Records from a point labeling set:
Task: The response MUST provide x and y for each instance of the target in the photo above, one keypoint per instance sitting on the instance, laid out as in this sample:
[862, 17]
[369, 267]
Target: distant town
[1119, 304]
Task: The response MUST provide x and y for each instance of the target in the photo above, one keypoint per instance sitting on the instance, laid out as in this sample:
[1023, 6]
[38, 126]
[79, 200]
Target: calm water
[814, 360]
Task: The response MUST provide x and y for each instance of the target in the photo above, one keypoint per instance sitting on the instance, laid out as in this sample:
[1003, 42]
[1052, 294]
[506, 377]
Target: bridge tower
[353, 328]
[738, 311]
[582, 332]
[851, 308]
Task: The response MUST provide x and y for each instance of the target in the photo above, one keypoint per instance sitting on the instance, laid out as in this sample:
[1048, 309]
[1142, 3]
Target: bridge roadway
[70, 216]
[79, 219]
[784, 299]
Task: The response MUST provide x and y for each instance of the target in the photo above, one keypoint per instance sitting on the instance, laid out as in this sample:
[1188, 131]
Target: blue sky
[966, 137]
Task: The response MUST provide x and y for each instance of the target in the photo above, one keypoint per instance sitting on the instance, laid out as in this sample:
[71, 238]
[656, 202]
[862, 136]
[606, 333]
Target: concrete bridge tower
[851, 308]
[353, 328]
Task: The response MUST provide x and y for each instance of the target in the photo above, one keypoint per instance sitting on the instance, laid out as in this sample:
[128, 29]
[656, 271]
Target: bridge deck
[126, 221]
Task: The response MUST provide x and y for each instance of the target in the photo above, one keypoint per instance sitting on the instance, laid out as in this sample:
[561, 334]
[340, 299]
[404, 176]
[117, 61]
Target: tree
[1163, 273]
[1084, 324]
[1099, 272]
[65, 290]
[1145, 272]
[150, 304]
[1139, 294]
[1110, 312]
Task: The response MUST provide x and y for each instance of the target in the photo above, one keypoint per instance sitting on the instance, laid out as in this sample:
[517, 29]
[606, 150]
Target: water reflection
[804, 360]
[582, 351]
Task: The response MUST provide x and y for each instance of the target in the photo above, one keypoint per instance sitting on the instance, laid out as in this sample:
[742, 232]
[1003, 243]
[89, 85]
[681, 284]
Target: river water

Written problem: Every record should be repeated exactly; please leave none out.

Result of the exercise:
Task: The response MUST provide x and y for each instance of the target in the photo above, one keypoint per instance sitting on the instance, laid out as in this sample:
[862, 17]
[369, 267]
Target: distant town
[1119, 304]
Task: The response MUST provide x and y for each instance of the target in the photo above, one keypoint per instance sitting on the instance, laid out as in this sample:
[1023, 6]
[38, 126]
[79, 200]
Target: calm water
[814, 360]
Task: The response MUST provide x and y for each instance of the target in the photo above, one keypoint per instance sitting on the instance, laid out as in this sample:
[1003, 42]
[1052, 294]
[506, 377]
Target: bridge tower
[353, 328]
[738, 311]
[582, 332]
[851, 308]
Task: The response MUST provide x and y for each instance of the target in the photo above, one keypoint per instance sitting on the instance, laid out as in this sample:
[1048, 309]
[1142, 3]
Target: bridge roadway
[70, 216]
[79, 219]
[784, 299]
Task: The response MUST provide x and y for each instance of the target in the photo above, one keypoint per instance sitting on the instance, laid out as in this sample:
[1188, 131]
Target: blue sky
[966, 137]
Task: The response MUST provide x and y for each instance of the target in the photo above, one keypoint per instance sitting on the instance, laid out as in this sample:
[71, 238]
[656, 202]
[862, 136]
[606, 333]
Target: concrete bridge tower
[851, 308]
[353, 328]
Task: The response MUST provide x and y for each instance of the target in the photo above, one keypoint per instance sitting on the instance, laid out as in this sample:
[128, 29]
[656, 271]
Target: bridge deck
[126, 221]
Task: The response MUST provide x and y for each instance of the target in the photo above, one keypoint per instance sitting on the instance, laid out as in this sample:
[561, 334]
[340, 299]
[404, 176]
[117, 61]
Target: tree
[1163, 273]
[1084, 324]
[1099, 272]
[65, 290]
[1145, 272]
[150, 304]
[1139, 294]
[1110, 312]
Task: The response MUST provide x and y for each instance of the target in the photo above, one keypoint per instance sitting on the instance, laid out as in this sample:
[517, 29]
[606, 150]
Target: water reflection
[804, 360]
[582, 351]
Task: The response MUST provide x and y for each instance of the target in the photo above, one keypoint per instance sitting on the instance, laid out as in this sample:
[742, 232]
[1003, 243]
[89, 85]
[681, 284]
Target: river water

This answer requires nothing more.